* _Exercice proposé 1_
Dans le texte sur le Synode, relevez tous les termes placés entre guillemets dans le paragraphe qui commence par « Le Pontificat de François ».
* _Exercice proposé 2_
Poursuivez le texte sur le Synode à partir de sa dernière phrase.

* _Texte_
* * * * * * *
Synode: "suiveurs" contre "adapteurs"

Le Pontificat de François cristallise les oppositions au sein de l'Eglise. Selon Andrea Gagliarducci, la lutte entre "conservateurs" et "progressistes" ne décrit plus les positions de manière correcte. Il leur préfère deux nouvelles catégories, qu'il nomme les "suiveurs" et les "adapteurs" (*). Une intéressante analyse d'un glissement qui n'est pas que sémantique.

(*) C'est ainsi que, dans le contexte, j'ai traduit "followers" et "adapters". Peut-être les néologismes "suivistes" et "adaptistes" auraient-ils été plus adaptés...

 

François: la nécessité de nouvelles clés d'interprétation

Andrea Gagliarducci
17 août 2015
www.mondayvatican.com
Ma traduction


Le "bruit" que François voulait que les gens fassent (hacer Lio, faire du bruit, est l'une de ses expressions favorites) porte ses fruits. Le débat entourant le prochain Synode des Évêques est en route, et il ne pouvait pas être très différent de ce qu'il est. Il y a une certaine inquiétude de chaque côté: parmi ceux qui craignent que la vérité de la foi soit en danger, et parmi ceux qui visent à ce qui est présenté comme "développements théologiques", mais est en fait une véritable révolution doctrinale.
On dit qu'une confrontation entre conservateurs et progressistes est à nouveau en cours. Mais en réalité, cette clé de lecture de la situation actuelle ne peut jeter aucune lumière sur le vrai débat en jeu; au contraire, elle génère un conflit qui aura du mal à apporter des solutions consensuelles. Cette clé d'interprétation n'a pas non plus été utile pendant les années du Concile Vatican II, càd le moment historique où cette dialectique s'est développée.
* * * * * * *
* _Données fournies_
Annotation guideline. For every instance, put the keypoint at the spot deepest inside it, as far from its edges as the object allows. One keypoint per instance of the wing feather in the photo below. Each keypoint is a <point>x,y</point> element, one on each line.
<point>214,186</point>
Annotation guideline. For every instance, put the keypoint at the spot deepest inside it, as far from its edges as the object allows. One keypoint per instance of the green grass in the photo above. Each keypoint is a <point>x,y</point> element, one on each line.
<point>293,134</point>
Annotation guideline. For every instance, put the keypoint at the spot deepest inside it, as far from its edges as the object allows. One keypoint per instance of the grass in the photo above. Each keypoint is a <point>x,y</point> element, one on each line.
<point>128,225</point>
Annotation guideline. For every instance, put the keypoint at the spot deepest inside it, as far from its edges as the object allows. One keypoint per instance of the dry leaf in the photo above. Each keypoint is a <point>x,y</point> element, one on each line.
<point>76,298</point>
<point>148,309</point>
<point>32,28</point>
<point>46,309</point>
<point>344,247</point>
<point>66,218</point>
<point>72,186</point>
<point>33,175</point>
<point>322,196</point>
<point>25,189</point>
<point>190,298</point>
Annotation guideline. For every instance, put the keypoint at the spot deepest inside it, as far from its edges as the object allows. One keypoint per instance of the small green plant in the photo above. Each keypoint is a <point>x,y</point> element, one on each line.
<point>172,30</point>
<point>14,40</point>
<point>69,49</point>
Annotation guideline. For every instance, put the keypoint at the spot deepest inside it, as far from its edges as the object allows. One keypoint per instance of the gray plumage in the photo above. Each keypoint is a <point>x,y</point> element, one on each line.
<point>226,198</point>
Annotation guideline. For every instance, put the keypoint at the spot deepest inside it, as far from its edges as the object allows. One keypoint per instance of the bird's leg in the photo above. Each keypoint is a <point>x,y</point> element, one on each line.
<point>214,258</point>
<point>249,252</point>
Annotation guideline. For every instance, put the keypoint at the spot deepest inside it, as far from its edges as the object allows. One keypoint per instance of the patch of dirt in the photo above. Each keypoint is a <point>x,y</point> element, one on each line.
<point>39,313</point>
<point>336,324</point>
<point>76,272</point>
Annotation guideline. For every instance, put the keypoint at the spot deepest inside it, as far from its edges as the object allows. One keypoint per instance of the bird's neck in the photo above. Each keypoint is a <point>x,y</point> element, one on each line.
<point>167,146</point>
* * * * * * *
* _Réponse attendue 1_
« conservateurs », « progressistes », « suiveurs », « adapteurs »

* _Réponse attendue 2_
Un des plus grands legs de Benoît XVI a été son explication de la façon dont le Concile Vatican II a été déformé. Lors de son dernier discours au clergé romain, complètement improvisé, il a parlé d'un "vrai Concile" et d'un "Concile des médias". Il a souligné que, dans les assemblées du Concile, l'atmosphère était sereine, qu'au sein du Concile prévalait une forte volonté de développer un nouveau discours, un dialogue avec le monde, mais partant toujours de la tradition de l'Église. Cette atmosphère a été complètement déformée par les médias qui parlait souvent de nouvelles ouvertures et de changements quand il n'y avait aucune raison de le faire.

Le Concile n'a pas été le seul moment où les médias ont déformé le discours de l'Église. L'opposition entre l'Église réelle et l'Église de médias s'est développée au cours des années suivant le Concile. Plus que quiconque, le Pape Paul VI a dû tenir fermement la barque de Pierre face à la dérive issue du débat entre progressistes et conservateurs. Coincée dans ce débat, l'Eglise ne pouvait plus regarder vers l'avant. Emblématique à ce sujet est l'histoire de l'encyclique "Humanae Vitae", dont l'ouverture présumée à la contraception artificielle avait été diffusée à travers la fuite de l'un des rapports de la commission que Paul VI avait chargée d'examiner les questions en jeu.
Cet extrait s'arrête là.